* **What needs to be done**
Write down each entry again, exactly as it reads.

Region annotation items
##############################
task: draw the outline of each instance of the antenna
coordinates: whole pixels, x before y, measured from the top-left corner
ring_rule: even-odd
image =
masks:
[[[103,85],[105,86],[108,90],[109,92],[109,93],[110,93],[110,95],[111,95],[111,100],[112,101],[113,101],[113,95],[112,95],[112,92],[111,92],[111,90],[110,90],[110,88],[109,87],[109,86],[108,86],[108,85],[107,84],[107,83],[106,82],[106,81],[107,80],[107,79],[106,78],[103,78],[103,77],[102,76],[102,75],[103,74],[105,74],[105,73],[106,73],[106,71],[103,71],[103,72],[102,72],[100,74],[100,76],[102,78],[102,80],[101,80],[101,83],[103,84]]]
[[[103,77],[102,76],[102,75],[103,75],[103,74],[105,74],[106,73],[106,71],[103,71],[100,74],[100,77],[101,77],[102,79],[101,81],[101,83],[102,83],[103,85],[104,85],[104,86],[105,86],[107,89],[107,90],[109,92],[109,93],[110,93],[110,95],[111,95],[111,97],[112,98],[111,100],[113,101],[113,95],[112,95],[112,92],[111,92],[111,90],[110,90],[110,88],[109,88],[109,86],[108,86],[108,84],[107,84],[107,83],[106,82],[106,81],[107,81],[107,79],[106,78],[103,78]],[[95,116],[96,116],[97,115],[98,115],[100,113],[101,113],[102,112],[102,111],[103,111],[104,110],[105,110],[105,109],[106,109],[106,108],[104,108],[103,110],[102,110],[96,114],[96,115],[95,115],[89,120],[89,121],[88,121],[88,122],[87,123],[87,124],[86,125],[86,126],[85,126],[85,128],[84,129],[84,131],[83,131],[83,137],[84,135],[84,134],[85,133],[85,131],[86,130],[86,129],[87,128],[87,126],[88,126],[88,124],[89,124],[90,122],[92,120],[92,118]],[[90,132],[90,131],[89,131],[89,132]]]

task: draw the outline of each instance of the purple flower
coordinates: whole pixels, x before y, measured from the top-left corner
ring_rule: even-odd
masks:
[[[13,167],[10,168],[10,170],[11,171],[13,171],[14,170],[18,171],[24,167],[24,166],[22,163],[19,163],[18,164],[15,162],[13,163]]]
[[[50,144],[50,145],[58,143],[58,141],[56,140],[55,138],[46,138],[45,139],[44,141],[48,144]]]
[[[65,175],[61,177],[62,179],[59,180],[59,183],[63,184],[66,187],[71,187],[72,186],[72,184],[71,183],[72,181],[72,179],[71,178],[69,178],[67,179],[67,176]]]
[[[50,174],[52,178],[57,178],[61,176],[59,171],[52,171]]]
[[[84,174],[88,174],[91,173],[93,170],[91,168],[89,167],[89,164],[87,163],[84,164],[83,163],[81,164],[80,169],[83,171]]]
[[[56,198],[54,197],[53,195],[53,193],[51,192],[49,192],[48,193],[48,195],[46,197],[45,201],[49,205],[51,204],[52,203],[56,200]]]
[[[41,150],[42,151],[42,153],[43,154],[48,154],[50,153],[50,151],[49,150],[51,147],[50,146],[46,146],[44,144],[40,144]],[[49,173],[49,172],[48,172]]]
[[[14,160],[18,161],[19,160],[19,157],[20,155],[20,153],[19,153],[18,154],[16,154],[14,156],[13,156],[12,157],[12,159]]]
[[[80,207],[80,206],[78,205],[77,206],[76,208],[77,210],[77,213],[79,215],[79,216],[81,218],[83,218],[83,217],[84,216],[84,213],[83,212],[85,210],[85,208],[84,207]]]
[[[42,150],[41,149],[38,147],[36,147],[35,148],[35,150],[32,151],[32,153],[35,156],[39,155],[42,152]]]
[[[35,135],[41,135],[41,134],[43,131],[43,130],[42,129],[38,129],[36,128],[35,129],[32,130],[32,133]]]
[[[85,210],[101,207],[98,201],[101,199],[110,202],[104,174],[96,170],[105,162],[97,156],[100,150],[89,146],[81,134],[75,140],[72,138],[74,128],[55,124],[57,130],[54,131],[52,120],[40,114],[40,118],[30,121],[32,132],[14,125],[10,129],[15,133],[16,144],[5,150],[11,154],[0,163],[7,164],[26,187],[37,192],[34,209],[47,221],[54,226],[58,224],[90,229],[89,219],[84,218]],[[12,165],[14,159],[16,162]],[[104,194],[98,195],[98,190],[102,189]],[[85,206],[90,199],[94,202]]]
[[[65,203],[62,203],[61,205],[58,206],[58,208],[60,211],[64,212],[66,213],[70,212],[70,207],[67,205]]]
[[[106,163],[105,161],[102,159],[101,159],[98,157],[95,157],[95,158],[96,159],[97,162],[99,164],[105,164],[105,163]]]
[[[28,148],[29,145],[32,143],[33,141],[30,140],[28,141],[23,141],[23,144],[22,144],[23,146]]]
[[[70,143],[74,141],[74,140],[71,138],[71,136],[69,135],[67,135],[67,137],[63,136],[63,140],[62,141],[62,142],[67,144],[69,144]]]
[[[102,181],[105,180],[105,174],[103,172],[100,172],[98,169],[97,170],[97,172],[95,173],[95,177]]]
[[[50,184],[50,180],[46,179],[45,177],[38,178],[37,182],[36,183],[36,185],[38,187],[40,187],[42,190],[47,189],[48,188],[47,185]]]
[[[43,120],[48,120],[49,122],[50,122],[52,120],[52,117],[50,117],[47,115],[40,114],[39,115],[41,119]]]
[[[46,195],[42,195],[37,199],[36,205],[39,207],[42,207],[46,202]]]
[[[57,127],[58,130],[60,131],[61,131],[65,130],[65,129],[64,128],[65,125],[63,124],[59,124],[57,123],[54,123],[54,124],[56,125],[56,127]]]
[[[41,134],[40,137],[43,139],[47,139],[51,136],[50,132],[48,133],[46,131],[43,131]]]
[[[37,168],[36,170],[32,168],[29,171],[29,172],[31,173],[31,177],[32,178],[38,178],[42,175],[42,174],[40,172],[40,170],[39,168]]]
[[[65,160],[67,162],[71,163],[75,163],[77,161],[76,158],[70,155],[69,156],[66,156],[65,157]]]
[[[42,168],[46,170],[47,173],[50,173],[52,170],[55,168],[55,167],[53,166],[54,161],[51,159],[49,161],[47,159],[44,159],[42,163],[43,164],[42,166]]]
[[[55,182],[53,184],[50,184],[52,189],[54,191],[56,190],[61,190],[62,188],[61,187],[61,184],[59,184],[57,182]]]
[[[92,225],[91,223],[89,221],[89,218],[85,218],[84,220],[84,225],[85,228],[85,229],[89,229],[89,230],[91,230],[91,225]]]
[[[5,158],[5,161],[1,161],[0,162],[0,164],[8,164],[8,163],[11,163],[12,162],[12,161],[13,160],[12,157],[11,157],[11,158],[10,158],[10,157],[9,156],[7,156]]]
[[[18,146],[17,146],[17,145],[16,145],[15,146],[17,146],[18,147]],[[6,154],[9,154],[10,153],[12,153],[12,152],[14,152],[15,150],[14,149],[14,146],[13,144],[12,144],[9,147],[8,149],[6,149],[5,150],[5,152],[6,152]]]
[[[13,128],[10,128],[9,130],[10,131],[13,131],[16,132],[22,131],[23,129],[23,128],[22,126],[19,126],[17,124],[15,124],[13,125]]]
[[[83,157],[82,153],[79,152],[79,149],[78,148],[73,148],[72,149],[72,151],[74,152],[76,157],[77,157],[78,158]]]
##############################
* **Exercise response**
task: draw the outline of each instance of the antenna
coordinates: whole pixels, x before y, measured from the top-left corner
ring_rule: even-odd
image =
masks:
[[[103,85],[105,86],[108,90],[109,92],[109,93],[110,93],[110,95],[111,95],[111,100],[112,101],[113,101],[113,95],[112,95],[112,92],[111,92],[111,90],[110,90],[110,88],[109,87],[109,86],[108,86],[108,85],[107,84],[107,83],[106,82],[106,81],[107,80],[107,79],[106,78],[103,78],[103,77],[102,76],[102,75],[103,74],[105,74],[105,73],[106,73],[106,71],[103,71],[103,72],[102,72],[100,74],[100,76],[102,78],[102,80],[101,80],[101,83],[103,84]]]
[[[103,77],[102,76],[102,75],[103,75],[103,74],[105,74],[106,73],[106,71],[103,71],[100,74],[100,77],[101,77],[102,79],[101,81],[101,83],[102,83],[103,85],[104,85],[104,86],[105,86],[107,89],[107,90],[109,92],[109,93],[110,93],[110,95],[111,95],[111,97],[112,98],[111,100],[113,101],[113,95],[112,95],[112,92],[111,92],[111,90],[110,90],[110,88],[109,88],[109,86],[108,86],[108,84],[107,84],[107,83],[106,82],[106,81],[107,81],[107,79],[106,78],[103,78]],[[95,116],[96,116],[97,115],[98,115],[100,113],[101,113],[102,112],[102,111],[103,111],[104,110],[105,110],[105,109],[106,109],[106,108],[104,108],[103,110],[102,110],[96,114],[96,115],[95,115],[89,120],[89,121],[88,121],[88,122],[87,123],[87,124],[86,125],[86,126],[85,126],[85,128],[84,129],[84,131],[83,131],[83,137],[84,135],[84,134],[85,133],[85,131],[86,130],[86,129],[87,128],[87,126],[88,126],[88,124],[89,124],[90,122],[92,120],[92,118]],[[90,132],[90,131],[89,131],[89,132]]]

task: draw the outline of each instance of the purple flower
coordinates: whole pixels, x before y, measured from the top-left corner
ring_rule: even-odd
masks:
[[[13,167],[10,168],[10,170],[11,171],[13,171],[14,170],[18,171],[24,167],[24,166],[22,163],[19,163],[18,164],[15,162],[13,163]]]
[[[50,144],[50,145],[58,143],[58,141],[56,140],[55,138],[46,138],[45,139],[44,141],[48,144]]]
[[[65,175],[61,177],[62,179],[59,180],[59,183],[63,184],[66,187],[71,187],[72,186],[72,184],[71,183],[72,181],[72,179],[71,178],[69,178],[67,179],[67,176]]]
[[[50,174],[52,178],[57,178],[61,176],[59,171],[52,171]]]
[[[84,174],[88,174],[91,173],[93,170],[91,168],[89,167],[89,164],[87,163],[84,164],[83,163],[81,164],[80,169],[83,171]]]
[[[56,198],[54,197],[53,195],[53,193],[51,192],[49,192],[48,193],[48,195],[46,197],[45,201],[49,205],[51,204],[52,203],[56,200]]]
[[[41,150],[42,151],[42,153],[43,154],[48,154],[50,153],[50,151],[49,150],[51,147],[50,146],[46,146],[44,144],[40,144]],[[49,173],[49,172],[48,172]]]
[[[14,160],[18,161],[19,160],[19,157],[20,155],[20,153],[19,153],[18,154],[16,154],[14,156],[13,156],[12,157],[12,159]]]
[[[80,207],[80,206],[78,205],[77,206],[76,208],[77,210],[77,213],[79,215],[79,216],[81,218],[83,218],[83,217],[84,216],[84,213],[83,212],[85,210],[85,208],[84,207]]]
[[[42,150],[41,149],[38,147],[36,147],[35,148],[35,150],[32,151],[32,153],[35,156],[39,155],[42,152]]]
[[[35,135],[41,135],[41,134],[43,131],[43,130],[42,129],[38,129],[36,128],[35,129],[32,130],[32,133]]]
[[[85,210],[101,207],[98,201],[101,199],[110,202],[104,174],[96,170],[105,162],[97,156],[100,150],[89,146],[81,134],[75,140],[72,138],[74,128],[55,124],[57,130],[54,131],[52,120],[40,114],[40,118],[30,121],[32,132],[14,125],[10,129],[15,133],[16,144],[5,150],[11,154],[0,163],[7,164],[26,187],[37,192],[34,209],[47,221],[54,226],[58,224],[90,229],[89,219],[84,218]],[[12,165],[14,159],[16,162]],[[104,194],[98,195],[98,190],[102,189]],[[85,206],[90,199],[94,202]]]
[[[65,203],[62,203],[61,205],[58,206],[58,208],[60,211],[64,212],[66,213],[70,212],[70,207],[67,205]]]
[[[106,163],[105,161],[102,159],[101,159],[98,157],[95,157],[95,158],[96,159],[97,162],[99,164],[105,164],[105,163]]]
[[[28,148],[29,145],[32,143],[33,141],[30,140],[28,141],[23,141],[23,144],[22,144],[23,146]]]
[[[70,143],[74,141],[74,140],[71,138],[71,136],[69,135],[67,135],[67,137],[63,136],[63,140],[62,141],[62,142],[67,144],[69,144]]]
[[[102,181],[105,180],[105,174],[103,172],[100,172],[98,169],[97,170],[97,172],[95,173],[95,177]]]
[[[50,184],[50,180],[46,179],[45,177],[38,178],[37,182],[36,183],[36,185],[38,187],[40,187],[42,190],[47,189],[48,188],[47,185]]]
[[[43,120],[48,120],[49,122],[50,122],[52,120],[52,117],[50,117],[47,115],[40,114],[39,115],[41,119]]]
[[[46,195],[42,195],[37,199],[36,205],[39,207],[42,207],[46,202]]]
[[[57,127],[58,130],[60,131],[61,131],[65,130],[65,129],[64,128],[65,125],[63,124],[59,124],[57,123],[54,123],[54,124],[56,125],[56,127]]]
[[[41,134],[40,137],[43,139],[47,139],[51,136],[50,132],[48,133],[46,131],[43,131]]]
[[[37,168],[36,170],[32,168],[29,171],[29,172],[31,173],[31,177],[32,178],[38,178],[42,175],[42,174],[40,172],[40,170],[39,168]]]
[[[65,160],[67,162],[71,163],[75,163],[77,161],[76,158],[70,155],[69,156],[66,156],[65,157]]]
[[[42,168],[46,170],[47,173],[50,173],[52,170],[55,168],[55,167],[53,166],[54,161],[51,159],[49,161],[47,159],[44,159],[42,163],[43,164],[42,166]]]
[[[55,182],[53,184],[50,184],[52,189],[54,191],[56,190],[61,190],[62,188],[61,187],[61,184],[59,184],[57,182]]]
[[[92,225],[91,223],[89,221],[89,218],[85,218],[84,220],[84,225],[85,228],[85,229],[89,229],[89,230],[91,230],[91,225]]]
[[[5,158],[5,161],[1,161],[0,162],[0,164],[8,164],[8,163],[11,163],[12,162],[12,161],[13,160],[12,157],[11,157],[11,158],[10,158],[10,157],[9,156],[7,156]]]
[[[18,146],[17,146],[17,145],[16,145],[15,146],[17,146],[18,147]],[[6,154],[9,154],[10,153],[12,153],[12,152],[14,152],[15,150],[14,149],[14,146],[13,144],[12,144],[9,147],[8,149],[6,149],[5,150],[5,152],[6,152]]]
[[[13,128],[10,128],[9,130],[10,131],[13,131],[16,132],[22,131],[23,129],[23,128],[22,126],[19,126],[17,124],[15,124],[13,125]]]
[[[83,157],[82,153],[79,152],[79,149],[78,148],[73,148],[72,149],[72,151],[74,152],[76,157],[77,157],[78,158]]]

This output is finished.